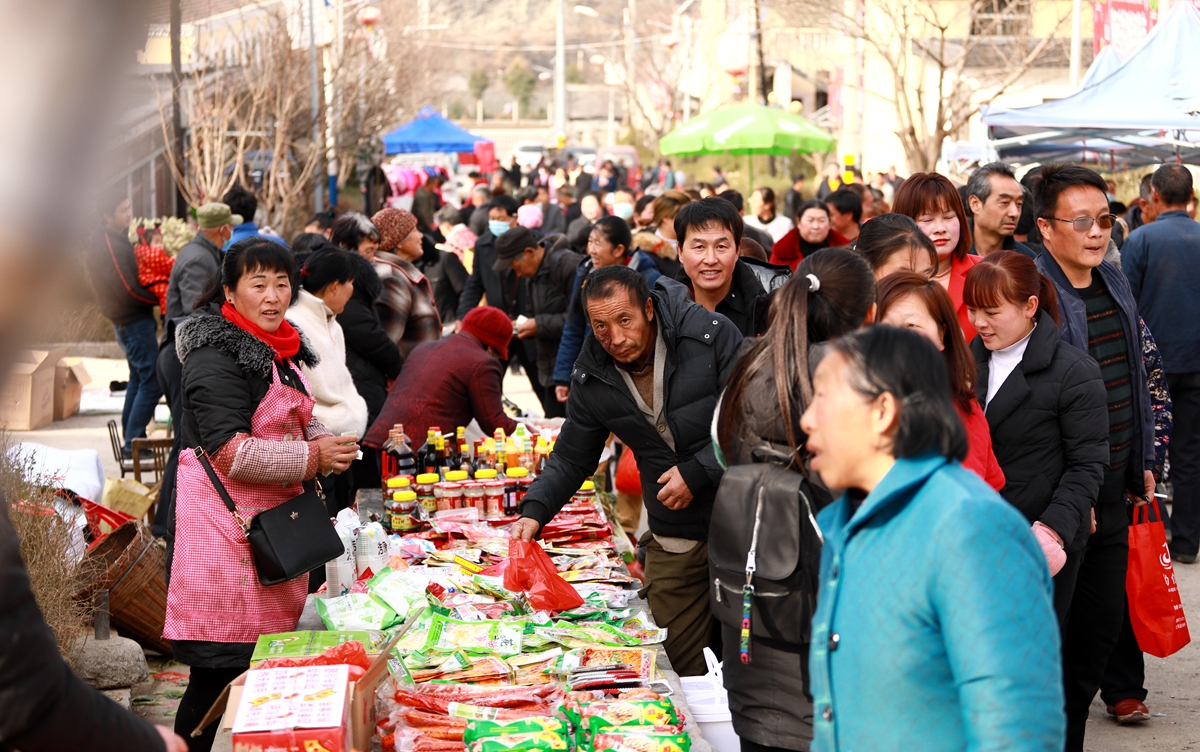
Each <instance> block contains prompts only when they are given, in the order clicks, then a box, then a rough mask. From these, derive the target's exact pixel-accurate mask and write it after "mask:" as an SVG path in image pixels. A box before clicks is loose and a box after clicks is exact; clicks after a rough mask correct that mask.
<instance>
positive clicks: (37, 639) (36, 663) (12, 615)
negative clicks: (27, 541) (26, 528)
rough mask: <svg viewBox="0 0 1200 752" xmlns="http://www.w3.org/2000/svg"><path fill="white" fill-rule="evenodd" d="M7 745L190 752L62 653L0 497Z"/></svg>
mask: <svg viewBox="0 0 1200 752" xmlns="http://www.w3.org/2000/svg"><path fill="white" fill-rule="evenodd" d="M0 708H2V709H4V710H2V712H0V750H5V751H7V750H22V751H23V752H43V751H44V752H60V751H64V750H91V751H94V752H119V751H120V752H125V751H126V750H131V751H132V750H139V751H145V752H158V751H161V750H168V747H167V744H166V740H168V739H169V740H170V745H172V746H170V748H169V750H168V752H170V751H176V752H178V751H181V750H186V748H187V746H186V745H185V742H184V740H182V739H180V738H179V736H175V735H174V734H173V733H170V732H168V730H167V729H166V728H162V727H154V726H150V724H149V723H146V722H145V721H143V720H142V718H139V717H137V716H134V715H133V714H132V712H130V711H127V710H125V709H124V708H121V706H120V705H118V704H116V703H114V702H113V700H110V699H108V698H107V697H104V696H103V694H101V693H100V692H97V691H96V690H94V688H91V687H89V686H88V685H86V684H84V681H83V679H79V676H77V675H74V674H73V673H72V672H71V669H70V668H68V667H67V664H66V663H65V662H64V661H62V656H61V655H60V654H59V648H58V645H56V644H55V642H54V633H53V632H50V627H49V626H47V624H46V621H43V620H42V612H40V610H38V609H37V603H36V602H35V601H34V594H32V591H31V590H30V584H29V573H28V572H25V565H24V564H23V563H22V560H20V547H19V542H18V540H17V531H16V530H13V529H12V523H10V522H8V505H7V504H6V503H5V501H4V500H2V499H0Z"/></svg>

## Exercise requirements
Copy only what lies between the start of the listing above and the line containing "negative clicks: (27, 541) (26, 528)", inclusive of both ends, exactly as written, and drop the pictures.

## Output for this task
Each <instance> block contains prompts only when they are given, in the order clicks, then a box, then a rough mask. From these, derive the target's exact pixel-accurate mask and write it after "mask:" as an SVG path in image pixels. A box before clicks is loose and a box after clicks is exact; clicks after a rough mask correct that mask.
<instance>
positive clicks: (37, 639) (36, 663) (12, 615)
negative clicks: (27, 541) (26, 528)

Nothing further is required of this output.